■ **Текст страницы**
Конкретизация является общественным процессом, а не только интеллектуальной практикой. В качестве такового она центральна для политики «этнической принадлежности», «расы», «нации» и прочих предполагаемых «идентичностей». Анализ подобной политики должен стремиться к учитыванию этого процесса конкретизации. Мы должны пытаться объяснить процессы и механизмы, через которые то, что называется «политической фантазией» «нации» – либо «этнической группы», «расы» или другой мнимой «идентичности» – может в определенные моменты кристаллизоваться как веская, убедительная реакция.23 Но нам следует избегать ненамеренного воспроизведения или усиления подобной конкретизации некритичным принятием категорий практики и категорий анализа.


Простое использование термина в качестве категории практики конечно же не дисквалифицирует его как категорию анализа.24 Если бы так происходило, словарный запас для социального анализа был намного беднее и искусственнее, чем он есть. Проблематичным является не то, что определенный термин используется, а то, как он используется. Проблема, как считает в отношении «расы» Лоик Уаккант, заключается в «бесконтрольном объединении общественного и социологического… [или] народного и аналитического понимания».25 Проблема в том, что «нация», «раса» и «идентичность» гораздо чаще используются аналитически, чем практически, в имплицитно или эксплицитно конкретизирующей манере, в манере, предполагающей или утверждающей, что «нации», «расы» и «идентичности» «существуют» и что люди «имеют» «национальность», «расу», «идентичность».

■ **Исходные данные**
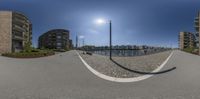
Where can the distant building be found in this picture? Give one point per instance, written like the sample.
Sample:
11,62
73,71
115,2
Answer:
15,31
55,39
197,28
186,40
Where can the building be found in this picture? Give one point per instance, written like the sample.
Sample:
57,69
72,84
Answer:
186,40
197,28
55,39
15,31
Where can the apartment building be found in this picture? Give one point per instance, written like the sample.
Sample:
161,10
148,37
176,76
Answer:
15,31
55,39
186,40
197,28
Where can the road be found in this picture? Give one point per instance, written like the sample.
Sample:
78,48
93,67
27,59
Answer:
64,76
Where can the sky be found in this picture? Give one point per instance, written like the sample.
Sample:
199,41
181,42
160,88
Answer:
134,22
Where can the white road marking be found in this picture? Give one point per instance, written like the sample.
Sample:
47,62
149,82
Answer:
115,79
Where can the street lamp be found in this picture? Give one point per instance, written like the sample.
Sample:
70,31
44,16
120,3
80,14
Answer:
101,21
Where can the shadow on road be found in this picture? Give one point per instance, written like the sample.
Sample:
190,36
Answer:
140,72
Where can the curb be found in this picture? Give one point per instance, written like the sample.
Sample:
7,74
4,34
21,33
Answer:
114,79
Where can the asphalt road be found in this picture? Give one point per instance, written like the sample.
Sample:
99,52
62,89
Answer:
64,76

■ **Что сделать**
[a] Выпишите из текста о конкретизации все слова в кавычках, которые есть в предложении, начинающемся с «В качестве такового».
[b] Подставьте «paved road» вместо «asphalt road» и приведите строки записей, начиная со строки с «Where can the asphalt» и до конца записей.
Текст и записи никак не связаны между собой.

■ **Ответы**
[a] «этнической принадлежности», «расы», «нации», «идентичностей»

[b]
Where can the paved road be found in this picture? Give one point per instance, written like the sample.
Sample:
99,52
62,89
Answer:
64,76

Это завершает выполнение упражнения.